Given records:
▼

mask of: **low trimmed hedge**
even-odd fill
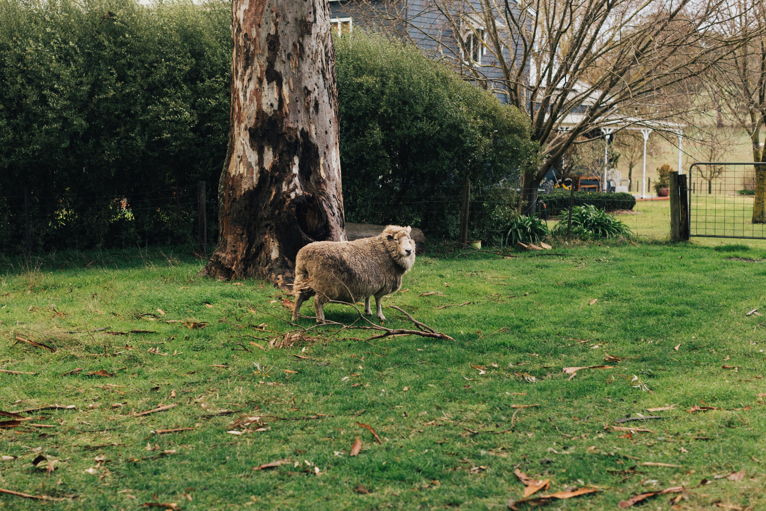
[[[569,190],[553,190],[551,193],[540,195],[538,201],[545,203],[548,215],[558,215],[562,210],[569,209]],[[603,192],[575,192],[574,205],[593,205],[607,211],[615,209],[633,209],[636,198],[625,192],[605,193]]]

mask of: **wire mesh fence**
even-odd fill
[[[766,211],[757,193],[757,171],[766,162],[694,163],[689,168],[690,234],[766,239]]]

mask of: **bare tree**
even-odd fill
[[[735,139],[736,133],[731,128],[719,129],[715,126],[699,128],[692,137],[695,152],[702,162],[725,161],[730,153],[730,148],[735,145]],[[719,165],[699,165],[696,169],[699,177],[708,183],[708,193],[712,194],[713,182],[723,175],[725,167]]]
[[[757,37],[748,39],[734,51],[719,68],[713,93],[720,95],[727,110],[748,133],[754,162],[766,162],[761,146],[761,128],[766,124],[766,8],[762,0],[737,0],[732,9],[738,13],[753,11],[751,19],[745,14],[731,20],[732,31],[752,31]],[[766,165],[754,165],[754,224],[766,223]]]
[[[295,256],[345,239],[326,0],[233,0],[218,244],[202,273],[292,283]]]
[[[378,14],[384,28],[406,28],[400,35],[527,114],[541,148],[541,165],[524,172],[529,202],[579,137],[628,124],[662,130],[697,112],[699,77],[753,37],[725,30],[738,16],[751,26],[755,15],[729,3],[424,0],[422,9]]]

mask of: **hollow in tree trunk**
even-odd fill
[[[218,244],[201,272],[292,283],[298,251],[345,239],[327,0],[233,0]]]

▲
▼

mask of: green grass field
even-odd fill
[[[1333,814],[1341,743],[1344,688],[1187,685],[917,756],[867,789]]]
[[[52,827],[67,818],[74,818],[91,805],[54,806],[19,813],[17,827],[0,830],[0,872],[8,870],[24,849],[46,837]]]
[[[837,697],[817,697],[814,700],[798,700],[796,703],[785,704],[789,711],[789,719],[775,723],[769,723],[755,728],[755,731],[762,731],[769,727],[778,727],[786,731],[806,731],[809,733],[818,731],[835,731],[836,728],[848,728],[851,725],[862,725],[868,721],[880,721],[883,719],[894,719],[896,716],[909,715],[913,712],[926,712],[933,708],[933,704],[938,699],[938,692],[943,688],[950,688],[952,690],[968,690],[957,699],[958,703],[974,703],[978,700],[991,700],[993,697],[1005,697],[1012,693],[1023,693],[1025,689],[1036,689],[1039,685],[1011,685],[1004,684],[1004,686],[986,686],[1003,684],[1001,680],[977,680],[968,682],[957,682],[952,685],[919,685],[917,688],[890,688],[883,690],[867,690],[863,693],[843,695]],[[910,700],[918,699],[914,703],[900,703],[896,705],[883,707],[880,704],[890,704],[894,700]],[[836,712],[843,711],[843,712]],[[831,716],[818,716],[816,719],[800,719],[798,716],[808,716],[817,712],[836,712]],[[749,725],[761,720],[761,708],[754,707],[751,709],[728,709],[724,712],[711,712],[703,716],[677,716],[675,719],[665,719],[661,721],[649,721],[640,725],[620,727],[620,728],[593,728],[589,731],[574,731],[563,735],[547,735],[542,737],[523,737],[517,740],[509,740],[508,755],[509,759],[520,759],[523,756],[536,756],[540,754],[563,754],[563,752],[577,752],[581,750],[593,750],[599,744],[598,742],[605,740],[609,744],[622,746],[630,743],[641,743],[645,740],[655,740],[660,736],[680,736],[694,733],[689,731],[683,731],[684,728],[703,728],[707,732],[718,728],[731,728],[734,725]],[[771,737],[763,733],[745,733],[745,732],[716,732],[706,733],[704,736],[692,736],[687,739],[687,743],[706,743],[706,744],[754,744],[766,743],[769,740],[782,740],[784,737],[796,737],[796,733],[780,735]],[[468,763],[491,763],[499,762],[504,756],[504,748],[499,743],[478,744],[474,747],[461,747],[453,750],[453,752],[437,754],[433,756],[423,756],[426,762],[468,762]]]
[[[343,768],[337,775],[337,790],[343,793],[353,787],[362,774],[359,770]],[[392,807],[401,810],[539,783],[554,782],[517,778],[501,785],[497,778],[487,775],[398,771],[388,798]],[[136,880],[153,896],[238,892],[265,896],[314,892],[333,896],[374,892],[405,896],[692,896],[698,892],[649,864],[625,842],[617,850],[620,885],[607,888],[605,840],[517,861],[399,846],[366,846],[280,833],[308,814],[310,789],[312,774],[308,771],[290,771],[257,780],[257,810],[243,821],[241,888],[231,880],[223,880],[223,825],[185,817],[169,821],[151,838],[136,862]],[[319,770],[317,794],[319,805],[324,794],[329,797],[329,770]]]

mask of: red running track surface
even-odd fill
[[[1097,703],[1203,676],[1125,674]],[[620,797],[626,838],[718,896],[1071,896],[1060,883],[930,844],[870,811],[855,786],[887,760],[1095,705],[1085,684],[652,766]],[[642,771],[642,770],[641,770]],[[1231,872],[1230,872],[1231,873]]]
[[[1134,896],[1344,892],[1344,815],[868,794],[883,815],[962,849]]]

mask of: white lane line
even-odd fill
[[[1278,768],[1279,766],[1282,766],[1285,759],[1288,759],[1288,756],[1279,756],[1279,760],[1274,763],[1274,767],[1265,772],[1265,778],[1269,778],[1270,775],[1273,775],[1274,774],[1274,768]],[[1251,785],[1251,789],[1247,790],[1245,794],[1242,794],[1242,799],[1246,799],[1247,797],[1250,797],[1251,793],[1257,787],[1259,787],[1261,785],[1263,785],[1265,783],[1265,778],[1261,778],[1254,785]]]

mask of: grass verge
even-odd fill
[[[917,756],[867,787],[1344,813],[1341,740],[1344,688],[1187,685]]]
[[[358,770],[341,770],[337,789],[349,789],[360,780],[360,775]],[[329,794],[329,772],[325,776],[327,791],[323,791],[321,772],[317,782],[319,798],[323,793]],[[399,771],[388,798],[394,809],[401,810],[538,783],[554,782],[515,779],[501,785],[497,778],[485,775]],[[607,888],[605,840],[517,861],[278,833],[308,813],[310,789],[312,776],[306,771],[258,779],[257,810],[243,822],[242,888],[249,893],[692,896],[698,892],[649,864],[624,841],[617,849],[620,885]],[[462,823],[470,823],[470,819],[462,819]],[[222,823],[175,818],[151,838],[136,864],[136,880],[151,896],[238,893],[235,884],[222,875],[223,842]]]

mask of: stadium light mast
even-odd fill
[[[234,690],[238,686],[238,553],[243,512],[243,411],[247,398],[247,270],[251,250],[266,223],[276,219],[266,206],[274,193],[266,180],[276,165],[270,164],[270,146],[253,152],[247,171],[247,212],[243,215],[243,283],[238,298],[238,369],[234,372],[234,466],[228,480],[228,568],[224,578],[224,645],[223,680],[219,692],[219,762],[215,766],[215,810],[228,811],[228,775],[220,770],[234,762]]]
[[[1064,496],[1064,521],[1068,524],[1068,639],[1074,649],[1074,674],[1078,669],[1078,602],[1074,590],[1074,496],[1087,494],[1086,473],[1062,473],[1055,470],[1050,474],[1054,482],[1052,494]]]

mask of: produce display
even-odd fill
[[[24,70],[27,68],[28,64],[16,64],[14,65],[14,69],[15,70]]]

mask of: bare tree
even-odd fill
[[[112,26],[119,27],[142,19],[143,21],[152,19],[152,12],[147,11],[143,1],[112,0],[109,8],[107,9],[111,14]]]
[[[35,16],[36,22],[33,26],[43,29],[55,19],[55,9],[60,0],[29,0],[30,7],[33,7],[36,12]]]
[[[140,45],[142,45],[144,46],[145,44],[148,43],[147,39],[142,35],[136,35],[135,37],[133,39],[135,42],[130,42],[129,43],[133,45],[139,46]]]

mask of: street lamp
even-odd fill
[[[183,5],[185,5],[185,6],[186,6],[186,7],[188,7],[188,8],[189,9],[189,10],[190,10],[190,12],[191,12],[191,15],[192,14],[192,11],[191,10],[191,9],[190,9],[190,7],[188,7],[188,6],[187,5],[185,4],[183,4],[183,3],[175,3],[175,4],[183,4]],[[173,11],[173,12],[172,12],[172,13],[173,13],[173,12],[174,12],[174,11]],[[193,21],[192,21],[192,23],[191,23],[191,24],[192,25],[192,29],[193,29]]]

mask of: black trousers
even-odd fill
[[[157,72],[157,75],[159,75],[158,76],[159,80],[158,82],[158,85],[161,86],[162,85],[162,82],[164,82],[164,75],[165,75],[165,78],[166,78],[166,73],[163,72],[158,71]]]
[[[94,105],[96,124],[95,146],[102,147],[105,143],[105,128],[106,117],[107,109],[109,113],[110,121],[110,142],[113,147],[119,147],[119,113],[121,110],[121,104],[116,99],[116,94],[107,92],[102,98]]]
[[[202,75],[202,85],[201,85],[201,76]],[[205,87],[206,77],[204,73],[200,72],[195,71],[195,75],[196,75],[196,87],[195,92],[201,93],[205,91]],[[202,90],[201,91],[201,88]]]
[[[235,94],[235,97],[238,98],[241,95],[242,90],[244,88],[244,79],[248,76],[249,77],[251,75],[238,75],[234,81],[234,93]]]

▲
▼

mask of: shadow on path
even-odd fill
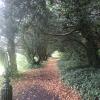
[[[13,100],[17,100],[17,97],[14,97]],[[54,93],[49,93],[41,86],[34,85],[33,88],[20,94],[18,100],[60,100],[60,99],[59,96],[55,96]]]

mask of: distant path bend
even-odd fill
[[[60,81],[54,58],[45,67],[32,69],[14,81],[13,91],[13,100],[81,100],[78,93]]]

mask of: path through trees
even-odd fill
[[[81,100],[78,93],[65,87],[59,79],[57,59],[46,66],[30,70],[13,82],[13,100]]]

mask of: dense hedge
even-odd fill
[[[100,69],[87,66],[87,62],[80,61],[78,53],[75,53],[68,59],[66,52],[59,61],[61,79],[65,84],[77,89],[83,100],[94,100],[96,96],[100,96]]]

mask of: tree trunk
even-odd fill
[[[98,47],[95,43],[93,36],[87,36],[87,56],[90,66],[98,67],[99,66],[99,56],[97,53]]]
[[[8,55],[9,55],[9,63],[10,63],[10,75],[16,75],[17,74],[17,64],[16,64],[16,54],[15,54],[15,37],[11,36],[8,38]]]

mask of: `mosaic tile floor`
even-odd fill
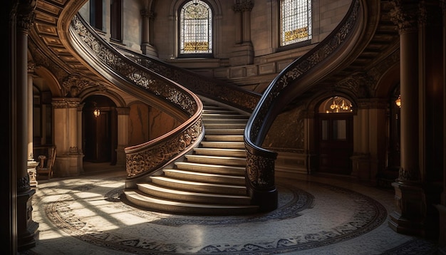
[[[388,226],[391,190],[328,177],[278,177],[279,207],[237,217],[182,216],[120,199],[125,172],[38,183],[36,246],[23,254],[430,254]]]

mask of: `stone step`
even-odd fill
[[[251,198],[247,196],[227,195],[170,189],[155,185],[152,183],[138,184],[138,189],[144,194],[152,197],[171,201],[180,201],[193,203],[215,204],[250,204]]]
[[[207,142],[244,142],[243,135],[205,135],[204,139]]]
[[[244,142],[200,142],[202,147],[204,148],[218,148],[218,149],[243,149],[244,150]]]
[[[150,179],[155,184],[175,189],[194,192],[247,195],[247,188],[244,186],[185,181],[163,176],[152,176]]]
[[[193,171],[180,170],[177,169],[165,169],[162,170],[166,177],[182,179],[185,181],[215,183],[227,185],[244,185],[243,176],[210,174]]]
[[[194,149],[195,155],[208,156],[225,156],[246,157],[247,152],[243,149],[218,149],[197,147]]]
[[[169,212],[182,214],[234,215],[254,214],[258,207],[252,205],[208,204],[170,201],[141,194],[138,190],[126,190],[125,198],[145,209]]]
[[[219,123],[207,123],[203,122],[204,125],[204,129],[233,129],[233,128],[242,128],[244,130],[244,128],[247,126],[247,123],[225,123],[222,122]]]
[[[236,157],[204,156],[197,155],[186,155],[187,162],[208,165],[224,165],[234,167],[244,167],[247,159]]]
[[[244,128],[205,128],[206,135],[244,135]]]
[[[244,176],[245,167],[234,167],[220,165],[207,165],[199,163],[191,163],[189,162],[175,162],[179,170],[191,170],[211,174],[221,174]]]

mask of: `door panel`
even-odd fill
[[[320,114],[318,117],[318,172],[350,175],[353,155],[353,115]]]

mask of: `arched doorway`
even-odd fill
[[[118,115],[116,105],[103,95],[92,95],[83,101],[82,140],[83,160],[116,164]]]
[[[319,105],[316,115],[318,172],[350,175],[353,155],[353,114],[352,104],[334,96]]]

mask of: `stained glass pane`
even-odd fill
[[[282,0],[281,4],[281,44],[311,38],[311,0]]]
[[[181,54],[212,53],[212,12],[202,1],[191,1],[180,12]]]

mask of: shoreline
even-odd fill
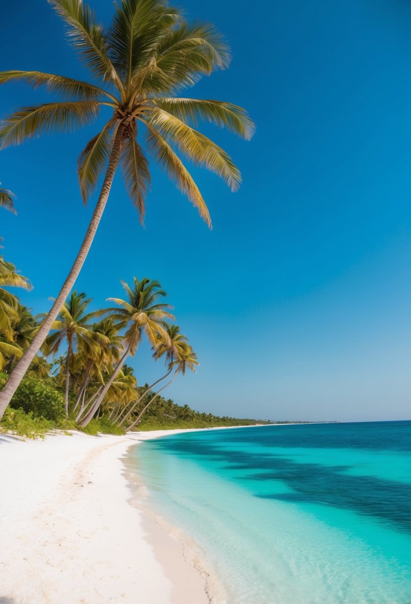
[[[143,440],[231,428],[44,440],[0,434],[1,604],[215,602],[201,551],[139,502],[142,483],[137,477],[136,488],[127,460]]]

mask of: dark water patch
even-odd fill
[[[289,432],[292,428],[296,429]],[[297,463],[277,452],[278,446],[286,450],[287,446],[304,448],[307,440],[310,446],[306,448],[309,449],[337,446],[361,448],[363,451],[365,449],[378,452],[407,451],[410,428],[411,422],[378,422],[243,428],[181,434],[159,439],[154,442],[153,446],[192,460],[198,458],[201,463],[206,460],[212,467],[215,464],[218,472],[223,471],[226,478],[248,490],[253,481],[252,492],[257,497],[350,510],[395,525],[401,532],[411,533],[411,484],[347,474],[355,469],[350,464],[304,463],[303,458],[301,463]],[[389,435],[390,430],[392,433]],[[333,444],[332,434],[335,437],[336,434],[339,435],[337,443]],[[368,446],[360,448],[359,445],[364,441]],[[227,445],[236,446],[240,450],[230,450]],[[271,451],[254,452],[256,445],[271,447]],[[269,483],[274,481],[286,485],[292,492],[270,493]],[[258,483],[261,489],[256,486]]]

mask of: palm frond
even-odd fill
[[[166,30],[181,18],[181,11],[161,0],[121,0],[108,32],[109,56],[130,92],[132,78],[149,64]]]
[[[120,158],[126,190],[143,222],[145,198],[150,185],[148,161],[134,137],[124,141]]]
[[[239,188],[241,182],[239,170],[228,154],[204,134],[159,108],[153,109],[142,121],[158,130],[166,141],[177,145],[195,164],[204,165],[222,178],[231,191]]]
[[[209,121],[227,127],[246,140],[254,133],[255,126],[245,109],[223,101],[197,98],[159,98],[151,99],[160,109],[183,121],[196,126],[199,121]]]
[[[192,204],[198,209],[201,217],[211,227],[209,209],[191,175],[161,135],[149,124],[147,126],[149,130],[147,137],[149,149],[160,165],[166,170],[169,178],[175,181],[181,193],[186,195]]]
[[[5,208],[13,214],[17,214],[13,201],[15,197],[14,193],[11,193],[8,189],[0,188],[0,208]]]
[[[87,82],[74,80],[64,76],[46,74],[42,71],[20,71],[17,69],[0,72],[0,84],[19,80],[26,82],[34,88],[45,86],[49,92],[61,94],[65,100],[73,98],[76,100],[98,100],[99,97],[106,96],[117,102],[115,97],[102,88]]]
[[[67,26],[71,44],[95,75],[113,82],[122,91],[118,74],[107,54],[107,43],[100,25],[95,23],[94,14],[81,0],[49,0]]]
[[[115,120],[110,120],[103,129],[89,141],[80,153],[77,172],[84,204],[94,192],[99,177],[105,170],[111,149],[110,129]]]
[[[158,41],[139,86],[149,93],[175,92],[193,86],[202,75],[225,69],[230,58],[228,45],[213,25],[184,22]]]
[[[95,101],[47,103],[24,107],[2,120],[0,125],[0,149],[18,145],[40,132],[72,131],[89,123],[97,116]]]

▲

Goal: Return every line of the data above that contains the string "path", matching case exactly.

Answer for the task:
mask of: shadow on path
mask of: distant path bend
mask of: path through trees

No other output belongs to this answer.